Edit the material from the line containing "in [215, 10]." through the end, replacing "matching instance" with "corresponding instance" and changing nothing else. Omit the pictures from your answer.
[START Exercise inputs]
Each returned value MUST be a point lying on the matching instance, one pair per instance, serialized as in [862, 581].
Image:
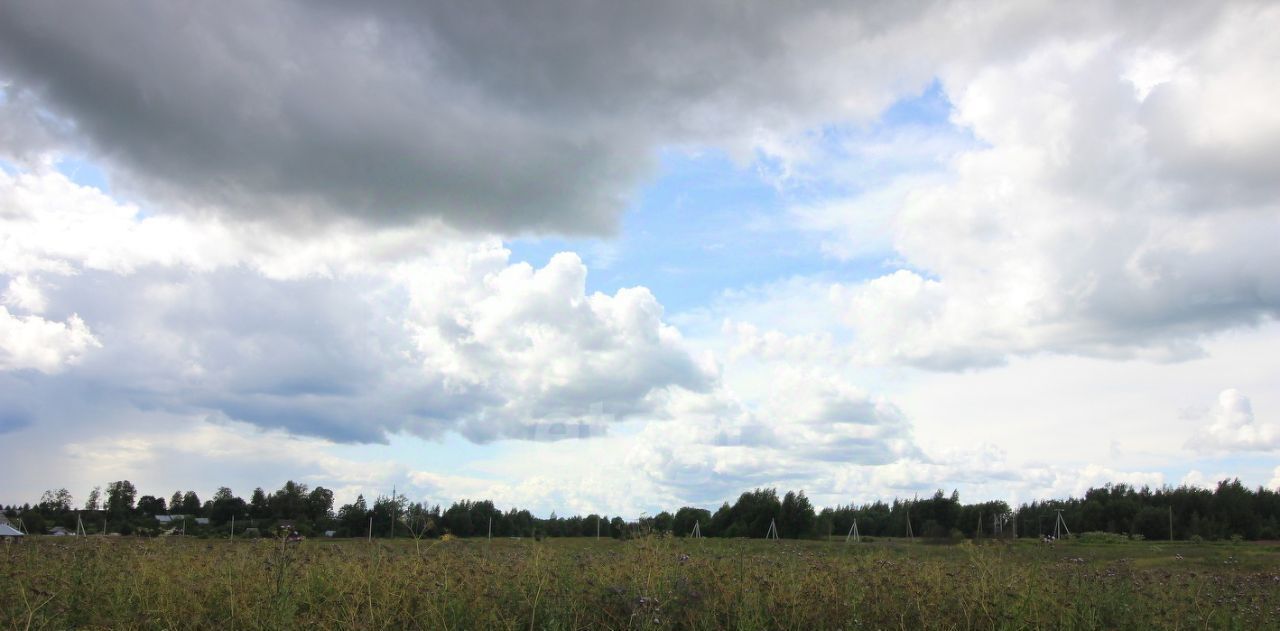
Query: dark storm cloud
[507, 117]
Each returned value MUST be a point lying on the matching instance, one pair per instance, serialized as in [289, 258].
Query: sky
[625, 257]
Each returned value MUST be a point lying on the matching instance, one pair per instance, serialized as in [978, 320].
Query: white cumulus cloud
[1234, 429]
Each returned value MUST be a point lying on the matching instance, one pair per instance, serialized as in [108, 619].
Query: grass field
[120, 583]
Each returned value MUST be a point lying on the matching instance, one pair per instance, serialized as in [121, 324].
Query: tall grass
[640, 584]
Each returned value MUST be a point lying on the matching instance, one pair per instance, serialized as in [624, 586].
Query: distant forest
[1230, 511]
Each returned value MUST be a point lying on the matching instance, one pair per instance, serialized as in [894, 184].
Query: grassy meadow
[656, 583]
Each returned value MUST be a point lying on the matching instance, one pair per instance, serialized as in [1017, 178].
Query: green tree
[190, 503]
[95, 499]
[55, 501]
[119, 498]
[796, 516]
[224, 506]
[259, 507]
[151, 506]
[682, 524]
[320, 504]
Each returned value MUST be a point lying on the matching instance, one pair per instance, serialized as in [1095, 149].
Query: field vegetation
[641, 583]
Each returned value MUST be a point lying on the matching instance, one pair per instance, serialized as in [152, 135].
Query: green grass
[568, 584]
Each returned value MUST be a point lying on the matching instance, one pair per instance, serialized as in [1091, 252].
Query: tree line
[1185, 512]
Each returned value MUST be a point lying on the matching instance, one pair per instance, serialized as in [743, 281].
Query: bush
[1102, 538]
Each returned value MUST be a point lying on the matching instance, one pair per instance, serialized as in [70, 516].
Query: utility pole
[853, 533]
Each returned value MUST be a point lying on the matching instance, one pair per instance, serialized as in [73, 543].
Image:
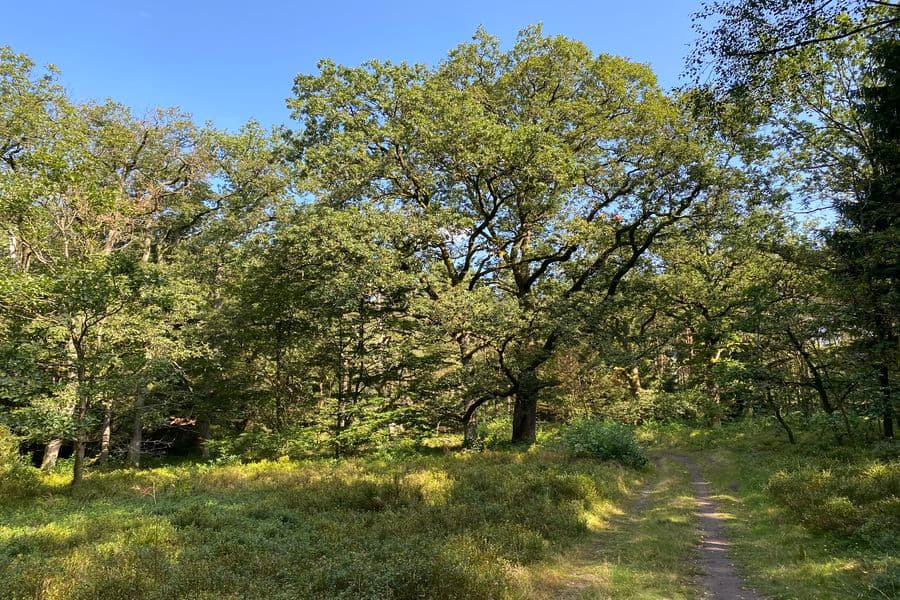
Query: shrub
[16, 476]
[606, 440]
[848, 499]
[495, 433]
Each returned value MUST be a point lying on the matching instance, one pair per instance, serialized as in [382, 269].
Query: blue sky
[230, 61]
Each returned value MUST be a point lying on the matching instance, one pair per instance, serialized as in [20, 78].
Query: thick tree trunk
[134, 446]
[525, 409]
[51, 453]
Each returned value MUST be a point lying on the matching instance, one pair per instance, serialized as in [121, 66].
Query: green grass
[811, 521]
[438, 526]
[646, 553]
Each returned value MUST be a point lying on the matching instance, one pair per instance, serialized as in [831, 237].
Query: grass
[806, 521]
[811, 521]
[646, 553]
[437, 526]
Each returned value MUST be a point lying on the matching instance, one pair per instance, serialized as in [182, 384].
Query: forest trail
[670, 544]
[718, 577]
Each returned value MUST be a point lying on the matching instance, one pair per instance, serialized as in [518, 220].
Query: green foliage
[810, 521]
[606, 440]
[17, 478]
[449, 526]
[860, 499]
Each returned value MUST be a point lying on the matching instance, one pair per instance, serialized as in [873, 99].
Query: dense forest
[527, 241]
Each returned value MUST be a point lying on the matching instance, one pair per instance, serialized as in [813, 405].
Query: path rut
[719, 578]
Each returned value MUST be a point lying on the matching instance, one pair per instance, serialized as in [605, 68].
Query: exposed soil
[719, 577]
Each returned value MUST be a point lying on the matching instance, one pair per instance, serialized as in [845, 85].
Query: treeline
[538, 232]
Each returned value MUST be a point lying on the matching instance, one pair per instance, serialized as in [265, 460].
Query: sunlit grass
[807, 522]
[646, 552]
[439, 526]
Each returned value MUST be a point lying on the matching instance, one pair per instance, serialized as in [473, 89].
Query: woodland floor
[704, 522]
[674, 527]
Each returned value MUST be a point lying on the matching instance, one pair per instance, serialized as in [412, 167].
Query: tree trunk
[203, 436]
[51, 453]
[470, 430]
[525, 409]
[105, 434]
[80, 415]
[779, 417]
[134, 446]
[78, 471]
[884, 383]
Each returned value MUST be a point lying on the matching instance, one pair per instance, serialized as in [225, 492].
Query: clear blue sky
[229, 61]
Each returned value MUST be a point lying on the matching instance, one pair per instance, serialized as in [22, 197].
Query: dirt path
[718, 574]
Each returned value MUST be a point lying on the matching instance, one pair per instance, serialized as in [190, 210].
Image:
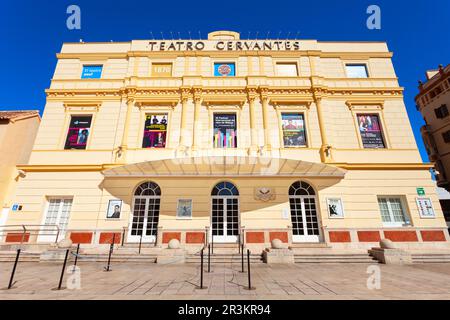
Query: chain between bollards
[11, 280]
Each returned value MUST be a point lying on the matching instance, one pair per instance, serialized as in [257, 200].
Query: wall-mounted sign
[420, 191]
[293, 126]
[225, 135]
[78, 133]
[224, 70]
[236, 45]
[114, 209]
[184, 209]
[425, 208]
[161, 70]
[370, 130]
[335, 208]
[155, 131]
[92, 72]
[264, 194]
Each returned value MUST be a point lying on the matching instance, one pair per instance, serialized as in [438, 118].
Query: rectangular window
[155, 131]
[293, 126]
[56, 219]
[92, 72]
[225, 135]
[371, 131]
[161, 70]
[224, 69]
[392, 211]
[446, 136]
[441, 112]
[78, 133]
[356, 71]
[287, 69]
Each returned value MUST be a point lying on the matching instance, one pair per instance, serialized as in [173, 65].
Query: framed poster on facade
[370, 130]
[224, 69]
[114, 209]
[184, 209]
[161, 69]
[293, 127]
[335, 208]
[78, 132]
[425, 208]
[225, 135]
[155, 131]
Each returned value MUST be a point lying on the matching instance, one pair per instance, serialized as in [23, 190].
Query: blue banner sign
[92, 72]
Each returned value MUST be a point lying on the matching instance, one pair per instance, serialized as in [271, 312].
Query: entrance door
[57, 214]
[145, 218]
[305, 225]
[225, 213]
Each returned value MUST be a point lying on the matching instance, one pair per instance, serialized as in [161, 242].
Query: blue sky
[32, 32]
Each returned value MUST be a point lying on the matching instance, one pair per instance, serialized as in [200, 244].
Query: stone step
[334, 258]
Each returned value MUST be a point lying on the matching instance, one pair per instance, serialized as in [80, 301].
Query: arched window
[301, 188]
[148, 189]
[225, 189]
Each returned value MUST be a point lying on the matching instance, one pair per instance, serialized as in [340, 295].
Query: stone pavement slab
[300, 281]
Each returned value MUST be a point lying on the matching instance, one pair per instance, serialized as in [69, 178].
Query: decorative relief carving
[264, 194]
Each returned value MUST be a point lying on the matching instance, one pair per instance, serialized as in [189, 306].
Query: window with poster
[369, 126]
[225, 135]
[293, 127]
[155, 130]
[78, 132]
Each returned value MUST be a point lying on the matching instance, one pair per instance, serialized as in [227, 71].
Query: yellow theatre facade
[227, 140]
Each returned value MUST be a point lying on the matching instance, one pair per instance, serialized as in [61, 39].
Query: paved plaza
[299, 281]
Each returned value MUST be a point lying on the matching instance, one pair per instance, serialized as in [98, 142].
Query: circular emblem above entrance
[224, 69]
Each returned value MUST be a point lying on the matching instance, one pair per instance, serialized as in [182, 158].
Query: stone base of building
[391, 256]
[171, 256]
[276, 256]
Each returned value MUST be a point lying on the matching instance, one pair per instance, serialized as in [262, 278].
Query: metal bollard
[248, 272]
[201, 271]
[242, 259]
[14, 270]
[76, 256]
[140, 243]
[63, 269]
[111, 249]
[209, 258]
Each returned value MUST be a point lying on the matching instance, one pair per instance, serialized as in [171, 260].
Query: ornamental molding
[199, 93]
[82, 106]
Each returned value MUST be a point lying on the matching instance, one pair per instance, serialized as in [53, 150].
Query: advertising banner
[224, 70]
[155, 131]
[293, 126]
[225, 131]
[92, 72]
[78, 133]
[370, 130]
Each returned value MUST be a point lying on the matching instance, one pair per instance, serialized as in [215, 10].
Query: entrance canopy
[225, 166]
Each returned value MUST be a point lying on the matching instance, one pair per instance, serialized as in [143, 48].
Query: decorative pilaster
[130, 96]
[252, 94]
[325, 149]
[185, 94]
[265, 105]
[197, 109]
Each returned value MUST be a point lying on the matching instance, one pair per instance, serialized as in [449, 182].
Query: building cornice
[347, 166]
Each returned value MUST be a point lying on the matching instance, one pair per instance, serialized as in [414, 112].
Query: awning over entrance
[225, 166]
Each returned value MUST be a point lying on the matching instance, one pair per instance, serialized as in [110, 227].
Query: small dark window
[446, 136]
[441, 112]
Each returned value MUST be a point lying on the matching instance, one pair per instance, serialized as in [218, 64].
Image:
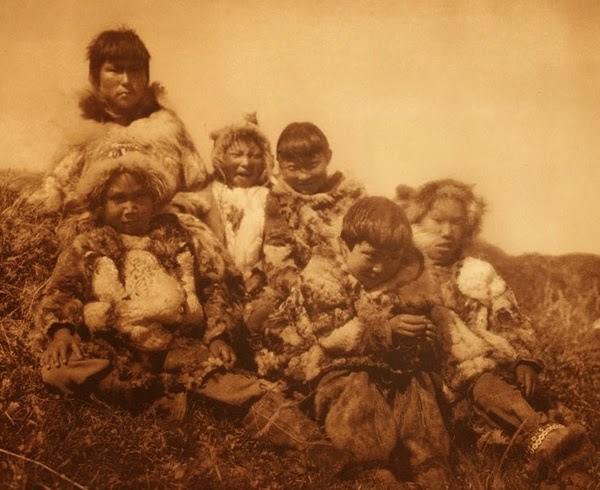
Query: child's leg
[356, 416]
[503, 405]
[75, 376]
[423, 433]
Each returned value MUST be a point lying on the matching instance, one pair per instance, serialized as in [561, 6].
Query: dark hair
[END Exercise inputs]
→ Exercise result
Each returned value MUST be a point lying on the corresponding instance, one pair per instance, serialized as in [215, 10].
Query: entrance canopy
[225, 166]
Each returned value MUST be a point lying on the corresponding instance, one pair per instance, serialized as in [143, 48].
Query: decorative pilaster
[130, 96]
[252, 94]
[325, 149]
[185, 94]
[265, 105]
[197, 109]
Each returned value MUST be a point lying on the corresponding instance, one pair per instance, serialized as in [449, 182].
Query: building cornice
[347, 166]
Each returned value MUST be a point lying on the corresponding instance, one pair per instance, serialized as in [414, 112].
Query: awning over entrance
[225, 166]
Each returned value MUST be a point lying on the corresponding instance, one pair per instance, serialized as in [110, 227].
Query: small dark window
[446, 136]
[441, 112]
Each returned value MUST be a point lying on the corresponding instance, one pair per instance, serialized as in [218, 64].
Image:
Query: child's leg
[356, 416]
[503, 405]
[75, 376]
[423, 433]
Each returned value MUST be a point lying on the corresponding instance, one pair per instance, serialized as in [561, 6].
Query: dark hair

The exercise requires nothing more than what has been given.